WRITTEN TASK
Repeat the material exactly, every line of it.

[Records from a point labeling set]
★ ★ ★

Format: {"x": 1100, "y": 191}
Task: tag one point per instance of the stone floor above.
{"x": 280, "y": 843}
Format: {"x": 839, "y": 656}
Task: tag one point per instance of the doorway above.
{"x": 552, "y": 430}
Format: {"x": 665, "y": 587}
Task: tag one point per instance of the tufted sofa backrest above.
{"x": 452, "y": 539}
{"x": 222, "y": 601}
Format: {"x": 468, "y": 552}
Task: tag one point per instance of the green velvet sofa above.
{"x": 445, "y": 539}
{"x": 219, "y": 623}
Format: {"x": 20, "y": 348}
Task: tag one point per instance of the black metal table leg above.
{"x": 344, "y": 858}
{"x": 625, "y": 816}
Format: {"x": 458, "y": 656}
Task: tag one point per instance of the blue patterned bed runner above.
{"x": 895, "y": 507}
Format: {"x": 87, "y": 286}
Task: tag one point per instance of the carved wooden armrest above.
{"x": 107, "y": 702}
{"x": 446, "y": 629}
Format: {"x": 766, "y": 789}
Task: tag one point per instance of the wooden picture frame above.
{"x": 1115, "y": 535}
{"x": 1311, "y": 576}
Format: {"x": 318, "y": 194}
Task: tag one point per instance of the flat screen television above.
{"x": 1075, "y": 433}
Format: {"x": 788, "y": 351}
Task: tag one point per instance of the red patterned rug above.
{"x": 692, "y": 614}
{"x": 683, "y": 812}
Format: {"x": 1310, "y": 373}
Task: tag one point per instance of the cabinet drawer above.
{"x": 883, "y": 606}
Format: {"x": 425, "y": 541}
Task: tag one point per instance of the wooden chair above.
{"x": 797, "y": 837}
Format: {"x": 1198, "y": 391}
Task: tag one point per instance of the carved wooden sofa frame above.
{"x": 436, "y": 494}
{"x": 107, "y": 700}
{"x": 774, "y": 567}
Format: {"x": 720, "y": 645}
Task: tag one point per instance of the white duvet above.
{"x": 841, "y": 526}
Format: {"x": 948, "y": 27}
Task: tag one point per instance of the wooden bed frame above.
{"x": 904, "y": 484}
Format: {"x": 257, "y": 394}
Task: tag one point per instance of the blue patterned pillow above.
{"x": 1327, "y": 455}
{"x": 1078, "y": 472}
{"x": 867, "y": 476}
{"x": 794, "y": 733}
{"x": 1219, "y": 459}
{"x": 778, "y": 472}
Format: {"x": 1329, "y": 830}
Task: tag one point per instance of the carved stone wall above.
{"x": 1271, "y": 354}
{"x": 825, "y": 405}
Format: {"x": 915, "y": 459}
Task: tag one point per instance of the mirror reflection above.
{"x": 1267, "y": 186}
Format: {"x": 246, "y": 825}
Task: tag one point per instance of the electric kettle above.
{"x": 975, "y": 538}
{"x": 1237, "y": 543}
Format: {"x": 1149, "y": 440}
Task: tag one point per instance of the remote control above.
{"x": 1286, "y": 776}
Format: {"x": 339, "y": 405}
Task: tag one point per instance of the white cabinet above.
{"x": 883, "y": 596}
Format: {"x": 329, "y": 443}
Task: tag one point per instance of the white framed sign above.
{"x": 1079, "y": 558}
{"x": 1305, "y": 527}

★ ★ ★

RESULT
Format: {"x": 1100, "y": 191}
Task: tag one point per instance of the stone floor above.
{"x": 280, "y": 843}
Format: {"x": 839, "y": 656}
Task: tag one point per instance of the doorway above.
{"x": 552, "y": 430}
Format: {"x": 665, "y": 587}
Task: tag one point per instance of the tufted sofa backrest above.
{"x": 452, "y": 539}
{"x": 222, "y": 601}
Format: {"x": 468, "y": 552}
Task: tag one point per instance of the green velvet sofa above.
{"x": 445, "y": 539}
{"x": 219, "y": 623}
Format: {"x": 20, "y": 348}
Task: tag one point per instance of the black metal table leg above.
{"x": 344, "y": 858}
{"x": 625, "y": 816}
Format: {"x": 458, "y": 656}
Task: tag one point per instance of the blue patterned bed runner above.
{"x": 895, "y": 507}
Format: {"x": 87, "y": 286}
Task: tag one point per instance of the carved wooden armrest above.
{"x": 107, "y": 702}
{"x": 446, "y": 629}
Format: {"x": 766, "y": 789}
Task: tag one point per instance of the wooden picture frame above.
{"x": 1115, "y": 535}
{"x": 1311, "y": 576}
Format: {"x": 318, "y": 194}
Task: tag one point per instance of the flat screen television above.
{"x": 1075, "y": 433}
Format: {"x": 788, "y": 351}
Task: tag one point per instance of the red patterned rug above.
{"x": 692, "y": 614}
{"x": 683, "y": 812}
Format: {"x": 1310, "y": 373}
Task: tag one point per instance of the cabinet drawer above.
{"x": 883, "y": 606}
Format: {"x": 425, "y": 541}
Task: tag one point per instance of the wooden chair above.
{"x": 797, "y": 837}
Format: {"x": 1198, "y": 391}
Task: tag one point per instance of the carved wooden sofa frame above.
{"x": 436, "y": 494}
{"x": 107, "y": 700}
{"x": 774, "y": 567}
Format: {"x": 720, "y": 645}
Task: tag one point per instance of the white duvet above.
{"x": 841, "y": 526}
Format: {"x": 948, "y": 27}
Task: tag one point per instance of the wooden bed frame above.
{"x": 904, "y": 484}
Format: {"x": 257, "y": 394}
Task: tag one point per instance of the blue patterned pillow above.
{"x": 1327, "y": 455}
{"x": 1078, "y": 472}
{"x": 867, "y": 476}
{"x": 794, "y": 733}
{"x": 1219, "y": 459}
{"x": 778, "y": 472}
Format: {"x": 1329, "y": 830}
Task: tag one point per instance of the carved stone wall above.
{"x": 1271, "y": 354}
{"x": 825, "y": 405}
Format: {"x": 915, "y": 459}
Task: tag one point per instance of the mirror reflection above.
{"x": 1267, "y": 186}
Format: {"x": 246, "y": 825}
Task: tag one point per instance of the electric kettle above.
{"x": 975, "y": 538}
{"x": 1237, "y": 543}
Format: {"x": 1149, "y": 440}
Task: tag one point per instance of the remote control above.
{"x": 1286, "y": 776}
Format: {"x": 339, "y": 405}
Task: tag one point per instance of the white cabinet above.
{"x": 883, "y": 596}
Format: {"x": 329, "y": 443}
Task: tag one point per instance of the white framed sign above.
{"x": 1079, "y": 558}
{"x": 1305, "y": 527}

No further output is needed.